(Aim of the exercise)
Find the line containing "Exercise. Mark the blue background". Reproduce it and every line after it up to the end of the records, exactly as written.
======
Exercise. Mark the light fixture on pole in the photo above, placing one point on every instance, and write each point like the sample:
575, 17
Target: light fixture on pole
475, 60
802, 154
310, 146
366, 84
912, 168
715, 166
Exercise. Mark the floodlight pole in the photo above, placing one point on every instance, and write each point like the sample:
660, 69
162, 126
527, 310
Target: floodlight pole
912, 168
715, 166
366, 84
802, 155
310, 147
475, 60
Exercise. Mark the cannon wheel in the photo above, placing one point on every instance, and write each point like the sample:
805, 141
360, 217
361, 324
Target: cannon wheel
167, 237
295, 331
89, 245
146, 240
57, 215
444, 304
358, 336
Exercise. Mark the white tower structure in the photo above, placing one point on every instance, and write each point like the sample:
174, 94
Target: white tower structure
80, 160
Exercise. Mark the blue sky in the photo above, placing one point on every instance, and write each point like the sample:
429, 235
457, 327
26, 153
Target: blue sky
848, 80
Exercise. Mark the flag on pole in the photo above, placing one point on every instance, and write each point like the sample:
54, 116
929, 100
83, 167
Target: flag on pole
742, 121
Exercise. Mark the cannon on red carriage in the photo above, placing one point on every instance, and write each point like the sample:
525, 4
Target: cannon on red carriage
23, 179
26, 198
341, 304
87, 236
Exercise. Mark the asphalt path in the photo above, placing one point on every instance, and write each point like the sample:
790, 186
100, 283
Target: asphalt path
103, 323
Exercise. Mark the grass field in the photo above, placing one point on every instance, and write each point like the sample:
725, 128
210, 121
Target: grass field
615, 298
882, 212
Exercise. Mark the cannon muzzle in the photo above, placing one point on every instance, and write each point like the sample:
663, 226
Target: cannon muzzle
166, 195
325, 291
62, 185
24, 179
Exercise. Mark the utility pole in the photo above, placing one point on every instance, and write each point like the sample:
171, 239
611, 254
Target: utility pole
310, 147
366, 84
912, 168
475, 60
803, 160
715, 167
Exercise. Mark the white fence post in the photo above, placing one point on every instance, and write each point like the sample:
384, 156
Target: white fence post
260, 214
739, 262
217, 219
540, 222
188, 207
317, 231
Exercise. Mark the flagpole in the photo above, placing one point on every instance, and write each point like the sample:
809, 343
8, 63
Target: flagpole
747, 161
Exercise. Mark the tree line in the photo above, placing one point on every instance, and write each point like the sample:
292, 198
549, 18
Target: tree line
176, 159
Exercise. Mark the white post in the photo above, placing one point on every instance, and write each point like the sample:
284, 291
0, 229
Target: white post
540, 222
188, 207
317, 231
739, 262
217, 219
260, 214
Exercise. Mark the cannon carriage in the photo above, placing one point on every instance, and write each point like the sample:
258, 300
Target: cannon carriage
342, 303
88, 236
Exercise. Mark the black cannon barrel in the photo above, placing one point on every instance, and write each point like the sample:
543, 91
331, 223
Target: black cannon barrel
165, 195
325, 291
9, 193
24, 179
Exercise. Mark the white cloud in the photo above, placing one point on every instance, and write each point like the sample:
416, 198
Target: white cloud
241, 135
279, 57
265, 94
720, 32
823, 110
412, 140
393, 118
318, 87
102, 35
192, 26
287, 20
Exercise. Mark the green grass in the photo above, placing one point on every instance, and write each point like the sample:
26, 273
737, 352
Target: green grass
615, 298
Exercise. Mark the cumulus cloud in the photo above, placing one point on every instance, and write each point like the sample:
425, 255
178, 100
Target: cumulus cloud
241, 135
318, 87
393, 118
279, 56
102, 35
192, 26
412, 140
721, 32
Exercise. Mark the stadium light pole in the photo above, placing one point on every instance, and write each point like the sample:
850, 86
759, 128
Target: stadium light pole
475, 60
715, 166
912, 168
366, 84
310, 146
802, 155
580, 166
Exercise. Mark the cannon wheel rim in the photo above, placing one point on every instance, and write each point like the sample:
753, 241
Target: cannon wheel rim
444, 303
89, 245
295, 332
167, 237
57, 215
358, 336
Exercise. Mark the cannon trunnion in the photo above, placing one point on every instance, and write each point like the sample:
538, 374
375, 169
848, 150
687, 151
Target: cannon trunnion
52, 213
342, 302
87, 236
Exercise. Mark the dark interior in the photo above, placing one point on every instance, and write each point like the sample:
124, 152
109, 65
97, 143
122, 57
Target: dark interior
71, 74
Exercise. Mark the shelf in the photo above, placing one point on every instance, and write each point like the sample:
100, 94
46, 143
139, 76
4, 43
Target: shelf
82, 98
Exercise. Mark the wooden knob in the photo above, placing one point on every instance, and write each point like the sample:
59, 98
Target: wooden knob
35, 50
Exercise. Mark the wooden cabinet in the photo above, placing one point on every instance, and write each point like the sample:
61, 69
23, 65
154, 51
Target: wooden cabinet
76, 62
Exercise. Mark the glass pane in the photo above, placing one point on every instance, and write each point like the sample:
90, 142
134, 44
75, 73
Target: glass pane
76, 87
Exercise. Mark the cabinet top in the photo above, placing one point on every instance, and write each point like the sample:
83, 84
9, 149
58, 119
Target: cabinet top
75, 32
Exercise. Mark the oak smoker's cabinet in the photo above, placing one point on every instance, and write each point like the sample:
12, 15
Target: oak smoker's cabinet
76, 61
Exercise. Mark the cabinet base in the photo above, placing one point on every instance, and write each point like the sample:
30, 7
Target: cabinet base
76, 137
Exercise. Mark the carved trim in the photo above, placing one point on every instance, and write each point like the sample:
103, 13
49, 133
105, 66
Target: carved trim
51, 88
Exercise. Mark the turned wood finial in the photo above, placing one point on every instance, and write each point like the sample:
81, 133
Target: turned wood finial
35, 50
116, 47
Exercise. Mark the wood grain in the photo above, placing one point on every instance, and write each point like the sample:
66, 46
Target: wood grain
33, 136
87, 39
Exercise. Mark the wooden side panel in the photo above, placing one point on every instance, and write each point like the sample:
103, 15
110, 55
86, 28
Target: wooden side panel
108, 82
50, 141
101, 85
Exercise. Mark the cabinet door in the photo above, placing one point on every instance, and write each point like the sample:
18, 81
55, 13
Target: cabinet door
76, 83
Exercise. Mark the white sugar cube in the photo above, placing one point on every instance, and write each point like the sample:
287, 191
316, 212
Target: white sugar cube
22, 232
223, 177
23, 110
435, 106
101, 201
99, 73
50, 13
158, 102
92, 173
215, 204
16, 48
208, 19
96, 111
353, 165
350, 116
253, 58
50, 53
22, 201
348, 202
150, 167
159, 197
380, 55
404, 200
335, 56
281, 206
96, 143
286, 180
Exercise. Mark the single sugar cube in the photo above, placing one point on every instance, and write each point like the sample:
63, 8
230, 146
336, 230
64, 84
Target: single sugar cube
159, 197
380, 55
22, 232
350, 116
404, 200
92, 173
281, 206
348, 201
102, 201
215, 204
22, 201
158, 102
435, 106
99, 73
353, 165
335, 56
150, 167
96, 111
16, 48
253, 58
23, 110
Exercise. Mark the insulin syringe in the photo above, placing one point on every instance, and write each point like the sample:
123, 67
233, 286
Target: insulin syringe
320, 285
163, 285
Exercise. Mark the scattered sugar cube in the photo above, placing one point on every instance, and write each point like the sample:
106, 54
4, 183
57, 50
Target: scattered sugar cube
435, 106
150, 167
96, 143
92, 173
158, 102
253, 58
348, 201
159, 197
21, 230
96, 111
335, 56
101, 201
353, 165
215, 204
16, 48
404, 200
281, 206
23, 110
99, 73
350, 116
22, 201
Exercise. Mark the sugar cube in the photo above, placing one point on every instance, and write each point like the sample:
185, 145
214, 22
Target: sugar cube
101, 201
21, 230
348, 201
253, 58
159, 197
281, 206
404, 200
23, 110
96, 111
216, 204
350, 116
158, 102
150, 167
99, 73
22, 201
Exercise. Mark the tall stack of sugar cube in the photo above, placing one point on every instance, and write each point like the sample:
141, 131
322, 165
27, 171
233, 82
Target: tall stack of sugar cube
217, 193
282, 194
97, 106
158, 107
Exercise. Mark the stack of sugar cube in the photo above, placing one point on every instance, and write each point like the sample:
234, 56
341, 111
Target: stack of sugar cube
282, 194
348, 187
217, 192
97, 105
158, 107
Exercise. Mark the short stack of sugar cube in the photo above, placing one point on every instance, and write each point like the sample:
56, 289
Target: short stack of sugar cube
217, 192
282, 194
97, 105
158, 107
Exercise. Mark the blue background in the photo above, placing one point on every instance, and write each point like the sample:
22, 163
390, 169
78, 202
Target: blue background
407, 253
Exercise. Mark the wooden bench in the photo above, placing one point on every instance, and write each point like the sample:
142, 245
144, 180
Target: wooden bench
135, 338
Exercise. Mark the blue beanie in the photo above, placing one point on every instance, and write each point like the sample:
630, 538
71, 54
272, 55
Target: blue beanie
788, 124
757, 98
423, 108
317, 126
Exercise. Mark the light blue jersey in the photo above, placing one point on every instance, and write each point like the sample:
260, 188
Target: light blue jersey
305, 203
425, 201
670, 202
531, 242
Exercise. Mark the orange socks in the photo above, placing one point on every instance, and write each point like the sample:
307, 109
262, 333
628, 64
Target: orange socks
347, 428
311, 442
======
(Complete answer)
Exercise. Mark the blue background in the photo above, placing one point on every instance, and write each point like the sample:
22, 163
390, 169
78, 202
Target: blue background
407, 253
Exercise. Mark the wooden bench in the photo above, placing one point on every instance, and write each point like the sample:
142, 245
144, 180
Target: wooden bench
135, 338
Exercise. Mark the blue beanie in the photo above, placing one point on every instance, and write each point like the sample:
630, 538
71, 54
272, 55
Target: blue beanie
788, 124
757, 98
423, 108
317, 126
Exercise. Mark the light blue jersey in the photo above, placing one point on every instance, and write each point like the sample:
260, 188
Target: light blue jersey
305, 203
425, 201
670, 202
531, 242
Exercise. Mark the orange socks in the photo above, placing one point on every instance, and write each point like the sample:
307, 109
262, 333
628, 64
Target: orange socks
347, 428
311, 442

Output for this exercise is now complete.